• **Source document**:

▽

# Back from vacation and back to work



## JBroida (Jun 13, 2011)

Hey guys... made it back from vacation last night. Back to work today. I saw there are quite a few posts that i need to answer here... i will try to get to them today right after we get all of our shipments out and answer the backlog of e-mails.

-Jon


----------



## Pensacola Tiger (Jun 13, 2011)

Welcome home, hope you had a great time!

Rick


----------



## mattrud (Jun 13, 2011)

hope you had a great vacation! now get back to answering e-mails at 3am


----------



## oivind_dahle (Jun 13, 2011)

Jon: I wish the best for your shop. Hope you and Sara get a great start!

Good luck my friend


----------



## JBroida (Jun 14, 2011)

Thanks guys... just finished most of the e-mails... forum messages will get tackled after a brief nap 

@Matt I blame your jinx for me being up at 4am answering e-mails and messages 

@Oivind We just picked up keys for the store yesterday... moving in starts on the 15th... we are very exicted. Thanks so much.


----------



## Potato42 (Jun 14, 2011)

Hope you enjoyed yourselves Jon! Pace yourself though, no need to kill yourself trying to catch up. I look forward to seeing the store when you have it up and going.


----------



## Mattias504 (Jun 14, 2011)

I can't wait to see pictures of the store when its up and running.


----------

△

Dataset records
▽

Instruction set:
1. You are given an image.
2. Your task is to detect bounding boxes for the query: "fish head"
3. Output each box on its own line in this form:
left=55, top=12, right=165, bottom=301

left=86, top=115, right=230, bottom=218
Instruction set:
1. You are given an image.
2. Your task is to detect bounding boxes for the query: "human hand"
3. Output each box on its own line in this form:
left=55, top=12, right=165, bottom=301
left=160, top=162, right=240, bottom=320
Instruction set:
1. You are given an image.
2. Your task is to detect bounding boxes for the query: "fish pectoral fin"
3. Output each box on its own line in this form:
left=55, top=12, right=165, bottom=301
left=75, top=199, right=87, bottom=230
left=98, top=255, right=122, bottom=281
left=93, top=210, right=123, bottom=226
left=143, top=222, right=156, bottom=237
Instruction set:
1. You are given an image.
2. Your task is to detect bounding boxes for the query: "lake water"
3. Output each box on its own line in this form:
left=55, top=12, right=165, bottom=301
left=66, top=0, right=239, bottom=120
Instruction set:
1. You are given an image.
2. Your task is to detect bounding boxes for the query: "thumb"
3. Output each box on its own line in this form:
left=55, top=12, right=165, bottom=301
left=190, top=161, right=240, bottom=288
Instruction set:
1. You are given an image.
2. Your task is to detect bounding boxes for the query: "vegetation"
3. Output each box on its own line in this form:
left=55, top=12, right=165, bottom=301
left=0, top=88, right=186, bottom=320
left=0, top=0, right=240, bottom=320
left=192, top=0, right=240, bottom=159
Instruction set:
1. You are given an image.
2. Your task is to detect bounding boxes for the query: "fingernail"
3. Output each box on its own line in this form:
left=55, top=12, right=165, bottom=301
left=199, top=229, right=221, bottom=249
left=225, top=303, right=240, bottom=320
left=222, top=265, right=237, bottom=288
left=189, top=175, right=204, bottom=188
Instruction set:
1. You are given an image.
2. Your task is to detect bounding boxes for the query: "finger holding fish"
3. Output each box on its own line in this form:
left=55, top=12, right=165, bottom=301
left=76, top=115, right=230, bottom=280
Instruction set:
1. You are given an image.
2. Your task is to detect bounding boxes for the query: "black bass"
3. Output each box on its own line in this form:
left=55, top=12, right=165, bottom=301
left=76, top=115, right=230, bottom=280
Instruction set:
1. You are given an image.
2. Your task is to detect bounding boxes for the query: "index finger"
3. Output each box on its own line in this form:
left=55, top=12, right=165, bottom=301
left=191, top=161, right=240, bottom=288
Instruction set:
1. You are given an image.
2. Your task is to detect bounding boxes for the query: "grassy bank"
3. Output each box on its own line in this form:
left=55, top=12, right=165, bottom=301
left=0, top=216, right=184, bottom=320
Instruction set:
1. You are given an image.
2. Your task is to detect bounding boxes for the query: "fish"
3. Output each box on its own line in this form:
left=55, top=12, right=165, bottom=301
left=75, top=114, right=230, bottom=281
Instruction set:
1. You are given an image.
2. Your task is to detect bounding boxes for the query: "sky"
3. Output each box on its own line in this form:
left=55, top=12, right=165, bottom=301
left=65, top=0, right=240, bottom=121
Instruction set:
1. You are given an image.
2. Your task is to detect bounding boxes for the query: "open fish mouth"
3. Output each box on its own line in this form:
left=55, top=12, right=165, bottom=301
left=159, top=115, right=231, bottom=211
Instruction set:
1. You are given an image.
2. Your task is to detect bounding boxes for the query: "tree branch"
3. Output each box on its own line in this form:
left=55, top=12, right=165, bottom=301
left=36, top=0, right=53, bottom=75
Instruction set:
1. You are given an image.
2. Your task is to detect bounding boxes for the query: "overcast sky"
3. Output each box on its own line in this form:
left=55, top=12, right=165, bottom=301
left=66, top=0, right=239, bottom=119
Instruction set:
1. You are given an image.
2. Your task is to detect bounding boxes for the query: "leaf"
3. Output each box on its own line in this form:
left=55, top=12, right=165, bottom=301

△

• **Aim of the exercise**:
From the forum thread, copy the stretch from "## oivind_dahle (Jun" through "JBroida (Jun 14, 2011)" word for word. This data has nothing to do with the forum thread.

• **Reply**:
## oivind_dahle (Jun 13, 2011)

Jon: I wish the best for your shop. Hope you and Sara get a great start!

Good luck my friend


----------



## JBroida (Jun 14, 2011)